:: Énoncé 1 ::
Répondez à partir de l'entretien :
(a) Jusqu'à quelle date France Gall se produit-elle au Zénith ?
(b) Qui a entièrement écrit son nouveau récital ?
(c) Entre quelles années, selon Michel Drucker, a-t-elle eu envie d'abandonner ce métier ?
:: Énoncé 2 ::
Filtrez les lignes ci-dessous et recopiez chacune de celles qui contiennent le mot « drawer », en tenant compte de la casse.

:: Texte de la page ::
──────────

France Gall : l’amour me fait gagner tous les combats

France Gall fait sa rentrée au Zénith (jusqu’au 7 octobre). Ce nouveau récital a été entièrement écrit par son mari, Michel Berger. « Je suis son interprète idéale », a-t-elle affirmé à Michel Drucker qui l’a interviewée en exclusivité pour « Paris Match ».

Michel Drucker : Il me semble que depuis quelques années vous avez découvert le bonheur de communiquer avec le public. Comment expliquez-vous que vous ayez attendu si longtemps avant d’établir ces nouveaux rapports avec lui ?

France Gall : Cela s’est fait simplement. Parce que je chante des textes qui me ressemblent. Enfin ! qui racontent mes émotions, des choses auxquelles je suis sensible. Le public se retrouve dans mes chansons. C’est parce que nous parlons le même langage que nous sommes devenus si proches.

Michel Drucker : Vous n’étiez pas contente de ce que vous chantiez, avant ?

France Gall : Ce n’était pas moi. J’étais mal dans ma peau. Or, l’important c’est de garder son identité.

Michel Drucker : Vous avez dit récemment qu’entre 1970 et 1974 vous aviez eu envie d’abandonner ce métier, et que vous aviez frôlé la dépression …

France Gall : Frôlé ? J’ai fait une dépression ! Quand tout a marché très fort et que ça ne marche plus … certains se réfugient dans la drogue, d’autres se jettent par la fenêtre, quelques-uns font une dépression et s’en sortent. Je suis quelqu’un de très équilibré, et je crois que je m’en suis tirée parce que j’ai eu une enfance très heureuse et choyée.

──────────

:: Lignes fournies ::
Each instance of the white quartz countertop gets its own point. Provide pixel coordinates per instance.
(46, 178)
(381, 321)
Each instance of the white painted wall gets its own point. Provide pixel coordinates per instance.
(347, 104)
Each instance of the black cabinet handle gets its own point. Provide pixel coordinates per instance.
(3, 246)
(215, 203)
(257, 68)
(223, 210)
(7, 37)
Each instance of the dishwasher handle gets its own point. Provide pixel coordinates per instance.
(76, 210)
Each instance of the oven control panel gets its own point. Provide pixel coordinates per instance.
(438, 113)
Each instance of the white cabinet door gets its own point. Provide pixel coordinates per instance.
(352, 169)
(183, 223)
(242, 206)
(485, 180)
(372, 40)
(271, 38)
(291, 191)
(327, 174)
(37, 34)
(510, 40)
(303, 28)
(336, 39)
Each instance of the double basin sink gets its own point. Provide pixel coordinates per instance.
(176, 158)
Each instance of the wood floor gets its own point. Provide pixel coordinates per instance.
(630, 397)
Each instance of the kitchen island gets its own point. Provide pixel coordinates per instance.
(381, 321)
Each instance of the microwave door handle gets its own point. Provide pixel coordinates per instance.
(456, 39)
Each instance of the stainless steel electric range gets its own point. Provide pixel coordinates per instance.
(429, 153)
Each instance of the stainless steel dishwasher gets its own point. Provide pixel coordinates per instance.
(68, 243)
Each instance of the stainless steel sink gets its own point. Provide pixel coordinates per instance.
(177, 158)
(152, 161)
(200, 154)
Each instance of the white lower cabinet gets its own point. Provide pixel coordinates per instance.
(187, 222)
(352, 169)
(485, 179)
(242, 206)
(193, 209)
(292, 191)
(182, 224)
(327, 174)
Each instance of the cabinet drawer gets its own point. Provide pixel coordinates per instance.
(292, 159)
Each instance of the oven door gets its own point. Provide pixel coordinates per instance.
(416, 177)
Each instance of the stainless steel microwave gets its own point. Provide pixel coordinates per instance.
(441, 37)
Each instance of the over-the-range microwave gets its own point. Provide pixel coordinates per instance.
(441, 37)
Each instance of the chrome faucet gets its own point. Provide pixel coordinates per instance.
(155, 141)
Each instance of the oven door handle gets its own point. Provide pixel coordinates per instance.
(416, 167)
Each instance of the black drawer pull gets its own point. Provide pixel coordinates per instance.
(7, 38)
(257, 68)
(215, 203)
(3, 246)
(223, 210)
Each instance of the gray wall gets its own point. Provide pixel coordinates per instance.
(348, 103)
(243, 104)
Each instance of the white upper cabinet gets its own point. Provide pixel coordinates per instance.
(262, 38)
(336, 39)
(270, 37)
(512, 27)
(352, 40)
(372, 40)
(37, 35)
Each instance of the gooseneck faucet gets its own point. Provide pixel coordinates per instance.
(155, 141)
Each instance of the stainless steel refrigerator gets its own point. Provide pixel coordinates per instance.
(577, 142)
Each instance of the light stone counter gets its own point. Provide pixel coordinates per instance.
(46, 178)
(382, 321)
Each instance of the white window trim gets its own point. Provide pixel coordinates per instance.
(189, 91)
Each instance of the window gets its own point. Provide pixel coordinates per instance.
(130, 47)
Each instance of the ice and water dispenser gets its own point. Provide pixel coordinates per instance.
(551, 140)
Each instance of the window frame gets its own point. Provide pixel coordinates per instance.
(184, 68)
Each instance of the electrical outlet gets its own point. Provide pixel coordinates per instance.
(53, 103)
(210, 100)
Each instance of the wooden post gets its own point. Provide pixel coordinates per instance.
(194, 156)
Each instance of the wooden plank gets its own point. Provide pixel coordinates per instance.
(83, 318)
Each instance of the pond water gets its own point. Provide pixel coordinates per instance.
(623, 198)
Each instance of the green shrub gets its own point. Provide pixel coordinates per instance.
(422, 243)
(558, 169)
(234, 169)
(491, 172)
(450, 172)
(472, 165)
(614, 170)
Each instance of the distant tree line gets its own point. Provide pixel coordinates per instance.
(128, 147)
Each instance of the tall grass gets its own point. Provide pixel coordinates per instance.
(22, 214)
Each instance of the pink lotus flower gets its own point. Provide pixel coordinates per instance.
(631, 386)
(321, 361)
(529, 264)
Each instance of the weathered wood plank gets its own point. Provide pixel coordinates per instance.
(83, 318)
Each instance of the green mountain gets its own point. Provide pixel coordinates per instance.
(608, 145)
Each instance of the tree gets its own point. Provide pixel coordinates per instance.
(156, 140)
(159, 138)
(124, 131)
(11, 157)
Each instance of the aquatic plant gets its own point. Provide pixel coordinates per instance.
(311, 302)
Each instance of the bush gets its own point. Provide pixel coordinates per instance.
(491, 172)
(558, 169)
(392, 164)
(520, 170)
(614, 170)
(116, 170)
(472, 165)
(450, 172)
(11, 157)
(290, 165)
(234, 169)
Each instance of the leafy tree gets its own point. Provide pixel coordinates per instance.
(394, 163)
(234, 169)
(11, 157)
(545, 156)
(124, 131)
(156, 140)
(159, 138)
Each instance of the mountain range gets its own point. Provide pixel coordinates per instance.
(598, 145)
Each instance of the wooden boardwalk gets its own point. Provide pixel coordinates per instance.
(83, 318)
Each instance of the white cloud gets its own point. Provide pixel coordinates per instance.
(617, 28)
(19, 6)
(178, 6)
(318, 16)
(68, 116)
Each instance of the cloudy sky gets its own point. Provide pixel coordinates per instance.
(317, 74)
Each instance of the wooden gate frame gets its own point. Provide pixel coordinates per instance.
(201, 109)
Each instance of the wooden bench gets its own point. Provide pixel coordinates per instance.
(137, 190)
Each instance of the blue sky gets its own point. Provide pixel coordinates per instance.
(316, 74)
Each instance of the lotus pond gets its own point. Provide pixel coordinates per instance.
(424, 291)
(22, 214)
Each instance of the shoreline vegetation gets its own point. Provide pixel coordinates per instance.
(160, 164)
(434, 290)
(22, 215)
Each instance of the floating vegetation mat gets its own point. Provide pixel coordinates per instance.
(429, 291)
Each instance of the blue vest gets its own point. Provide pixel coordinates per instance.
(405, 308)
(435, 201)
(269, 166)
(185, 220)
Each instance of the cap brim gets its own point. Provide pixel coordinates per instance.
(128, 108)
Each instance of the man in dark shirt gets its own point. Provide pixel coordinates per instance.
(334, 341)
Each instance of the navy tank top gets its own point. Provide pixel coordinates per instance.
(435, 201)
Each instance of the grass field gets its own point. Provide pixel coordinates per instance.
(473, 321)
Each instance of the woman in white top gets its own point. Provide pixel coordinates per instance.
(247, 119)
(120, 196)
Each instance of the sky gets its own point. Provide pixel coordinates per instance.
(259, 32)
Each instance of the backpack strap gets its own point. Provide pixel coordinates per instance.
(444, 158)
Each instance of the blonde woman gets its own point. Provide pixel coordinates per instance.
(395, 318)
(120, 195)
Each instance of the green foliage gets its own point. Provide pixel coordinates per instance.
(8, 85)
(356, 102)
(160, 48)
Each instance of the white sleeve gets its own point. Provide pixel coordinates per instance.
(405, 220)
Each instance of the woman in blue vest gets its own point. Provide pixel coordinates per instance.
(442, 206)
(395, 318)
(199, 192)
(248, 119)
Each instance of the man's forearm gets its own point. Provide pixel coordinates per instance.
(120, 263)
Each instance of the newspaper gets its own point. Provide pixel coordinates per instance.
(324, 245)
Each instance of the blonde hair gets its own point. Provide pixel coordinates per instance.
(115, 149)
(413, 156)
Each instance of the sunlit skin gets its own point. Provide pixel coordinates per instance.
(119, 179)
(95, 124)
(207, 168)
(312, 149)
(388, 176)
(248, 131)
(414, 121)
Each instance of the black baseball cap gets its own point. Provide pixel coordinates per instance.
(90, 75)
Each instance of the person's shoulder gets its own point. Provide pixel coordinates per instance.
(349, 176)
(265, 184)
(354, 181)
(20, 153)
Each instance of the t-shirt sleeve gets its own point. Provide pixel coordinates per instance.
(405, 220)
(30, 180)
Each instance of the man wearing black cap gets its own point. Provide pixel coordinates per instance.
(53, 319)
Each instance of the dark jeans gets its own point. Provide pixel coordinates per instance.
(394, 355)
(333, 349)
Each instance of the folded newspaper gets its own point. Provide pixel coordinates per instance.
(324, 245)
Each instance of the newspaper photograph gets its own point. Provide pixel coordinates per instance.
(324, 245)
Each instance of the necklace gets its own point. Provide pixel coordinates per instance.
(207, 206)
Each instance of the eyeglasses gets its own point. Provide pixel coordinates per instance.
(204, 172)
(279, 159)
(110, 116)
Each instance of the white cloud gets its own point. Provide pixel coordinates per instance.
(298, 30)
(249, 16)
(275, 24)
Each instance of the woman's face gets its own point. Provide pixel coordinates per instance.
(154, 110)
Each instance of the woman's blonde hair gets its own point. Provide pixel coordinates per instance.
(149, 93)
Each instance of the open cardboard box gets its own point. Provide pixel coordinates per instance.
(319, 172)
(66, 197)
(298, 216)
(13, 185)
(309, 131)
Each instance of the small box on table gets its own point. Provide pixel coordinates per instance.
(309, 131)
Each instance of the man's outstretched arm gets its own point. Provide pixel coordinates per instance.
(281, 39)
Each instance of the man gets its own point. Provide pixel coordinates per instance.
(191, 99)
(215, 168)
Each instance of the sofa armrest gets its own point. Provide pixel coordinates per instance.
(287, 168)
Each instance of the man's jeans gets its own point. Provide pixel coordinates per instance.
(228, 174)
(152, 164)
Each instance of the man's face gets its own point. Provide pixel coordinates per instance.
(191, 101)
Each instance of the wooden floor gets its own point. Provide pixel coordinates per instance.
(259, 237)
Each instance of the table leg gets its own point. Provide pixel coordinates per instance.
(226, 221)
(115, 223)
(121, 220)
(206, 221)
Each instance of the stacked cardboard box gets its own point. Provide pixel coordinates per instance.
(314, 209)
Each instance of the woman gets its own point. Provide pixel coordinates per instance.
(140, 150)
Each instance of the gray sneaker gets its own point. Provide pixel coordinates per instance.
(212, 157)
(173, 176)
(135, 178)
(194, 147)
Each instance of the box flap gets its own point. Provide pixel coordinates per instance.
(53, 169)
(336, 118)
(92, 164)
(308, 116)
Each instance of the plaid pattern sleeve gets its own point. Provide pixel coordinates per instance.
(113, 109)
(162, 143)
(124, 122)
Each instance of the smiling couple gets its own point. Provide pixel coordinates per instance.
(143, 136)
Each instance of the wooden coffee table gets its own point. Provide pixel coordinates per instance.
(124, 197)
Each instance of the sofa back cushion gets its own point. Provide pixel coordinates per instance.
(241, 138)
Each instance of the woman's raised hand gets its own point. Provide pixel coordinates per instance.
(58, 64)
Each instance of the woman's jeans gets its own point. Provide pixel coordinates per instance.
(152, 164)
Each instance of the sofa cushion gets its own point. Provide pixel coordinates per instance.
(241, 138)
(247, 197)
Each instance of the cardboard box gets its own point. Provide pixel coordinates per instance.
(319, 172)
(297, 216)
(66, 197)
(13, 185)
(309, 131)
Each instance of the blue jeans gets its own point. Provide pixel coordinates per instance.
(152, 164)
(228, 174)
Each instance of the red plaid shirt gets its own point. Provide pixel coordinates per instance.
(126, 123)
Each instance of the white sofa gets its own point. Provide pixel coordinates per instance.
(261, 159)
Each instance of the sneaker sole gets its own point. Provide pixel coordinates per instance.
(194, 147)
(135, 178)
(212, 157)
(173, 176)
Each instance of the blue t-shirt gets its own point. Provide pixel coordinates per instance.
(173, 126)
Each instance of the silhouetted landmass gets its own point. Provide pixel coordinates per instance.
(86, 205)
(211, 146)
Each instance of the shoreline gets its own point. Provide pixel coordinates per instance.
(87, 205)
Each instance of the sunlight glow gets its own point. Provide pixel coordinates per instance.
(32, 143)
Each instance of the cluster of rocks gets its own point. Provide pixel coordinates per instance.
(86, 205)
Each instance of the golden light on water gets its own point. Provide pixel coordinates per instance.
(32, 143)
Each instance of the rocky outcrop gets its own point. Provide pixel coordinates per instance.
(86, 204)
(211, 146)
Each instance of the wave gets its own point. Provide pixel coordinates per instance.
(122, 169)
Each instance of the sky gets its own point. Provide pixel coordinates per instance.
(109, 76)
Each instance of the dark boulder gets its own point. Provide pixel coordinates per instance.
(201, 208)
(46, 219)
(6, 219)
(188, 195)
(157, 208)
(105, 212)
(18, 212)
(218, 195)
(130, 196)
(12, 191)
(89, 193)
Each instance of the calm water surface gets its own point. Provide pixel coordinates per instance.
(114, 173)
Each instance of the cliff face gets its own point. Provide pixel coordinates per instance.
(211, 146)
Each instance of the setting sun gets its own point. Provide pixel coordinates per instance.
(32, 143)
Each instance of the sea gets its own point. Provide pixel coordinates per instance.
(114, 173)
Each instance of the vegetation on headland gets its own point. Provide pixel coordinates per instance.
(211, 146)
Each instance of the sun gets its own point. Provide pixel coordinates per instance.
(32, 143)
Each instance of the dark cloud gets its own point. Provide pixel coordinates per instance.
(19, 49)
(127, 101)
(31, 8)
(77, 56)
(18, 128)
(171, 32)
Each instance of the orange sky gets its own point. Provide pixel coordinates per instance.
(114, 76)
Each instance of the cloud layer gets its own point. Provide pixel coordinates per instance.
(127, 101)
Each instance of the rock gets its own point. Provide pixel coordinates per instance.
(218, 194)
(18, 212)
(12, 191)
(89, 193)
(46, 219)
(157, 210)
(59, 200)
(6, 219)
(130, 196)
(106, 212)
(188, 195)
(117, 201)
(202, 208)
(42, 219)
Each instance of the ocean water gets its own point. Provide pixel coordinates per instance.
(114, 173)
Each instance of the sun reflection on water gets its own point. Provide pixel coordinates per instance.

──────────

:: Réponse finale 1 ::
(a) Jusqu'au 7 octobre.
(b) Son mari, Michel Berger.
(c) Entre 1970 et 1974.

:: Réponse finale 2 ::
Each instance of the cabinet drawer gets its own point. Provide pixel coordinates per instance.
Each instance of the black drawer pull gets its own point. Provide pixel coordinates per instance.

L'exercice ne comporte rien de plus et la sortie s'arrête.